*Exercise aim*
Pull out every line in the entries below that contains the string "Return".

(Rows from a box-labeling dataset)
____________

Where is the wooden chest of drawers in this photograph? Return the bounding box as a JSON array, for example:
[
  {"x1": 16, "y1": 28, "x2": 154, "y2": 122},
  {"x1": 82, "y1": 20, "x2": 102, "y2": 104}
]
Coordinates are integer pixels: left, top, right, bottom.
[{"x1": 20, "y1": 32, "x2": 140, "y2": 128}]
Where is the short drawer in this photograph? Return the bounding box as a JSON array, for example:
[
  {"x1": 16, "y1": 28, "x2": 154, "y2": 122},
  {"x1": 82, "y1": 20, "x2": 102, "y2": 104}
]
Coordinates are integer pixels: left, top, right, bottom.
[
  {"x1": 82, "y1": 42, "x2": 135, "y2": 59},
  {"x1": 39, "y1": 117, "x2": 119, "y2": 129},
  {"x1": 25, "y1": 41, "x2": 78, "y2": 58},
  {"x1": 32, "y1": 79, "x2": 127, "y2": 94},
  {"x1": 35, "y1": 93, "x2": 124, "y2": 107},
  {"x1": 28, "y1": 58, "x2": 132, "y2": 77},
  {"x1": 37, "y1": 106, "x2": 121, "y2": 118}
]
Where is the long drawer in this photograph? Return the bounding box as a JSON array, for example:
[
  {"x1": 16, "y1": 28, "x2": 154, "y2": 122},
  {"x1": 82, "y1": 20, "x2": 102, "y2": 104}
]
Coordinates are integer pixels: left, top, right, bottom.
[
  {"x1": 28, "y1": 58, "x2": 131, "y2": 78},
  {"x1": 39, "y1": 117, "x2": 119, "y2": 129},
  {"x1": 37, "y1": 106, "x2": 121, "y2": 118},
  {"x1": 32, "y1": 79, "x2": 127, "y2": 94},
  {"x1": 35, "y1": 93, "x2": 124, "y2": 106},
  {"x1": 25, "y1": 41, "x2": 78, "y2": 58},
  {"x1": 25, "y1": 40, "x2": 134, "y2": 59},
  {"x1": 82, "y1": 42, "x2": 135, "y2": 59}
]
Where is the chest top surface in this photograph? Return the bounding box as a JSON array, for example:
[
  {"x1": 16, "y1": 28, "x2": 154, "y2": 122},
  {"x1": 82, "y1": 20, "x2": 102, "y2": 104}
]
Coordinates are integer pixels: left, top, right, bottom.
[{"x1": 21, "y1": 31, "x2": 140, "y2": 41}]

____________

*Solution below*
Where is the wooden chest of drawers in this photograph? Return the bounding box as a JSON array, for example:
Where is the short drawer in this photograph? Return the bounding box as a JSON array, for example:
Where is the long drawer in this photograph? Return the bounding box as a JSON array, for example:
Where is the chest top surface in this photograph? Return the bounding box as a JSON array, for example:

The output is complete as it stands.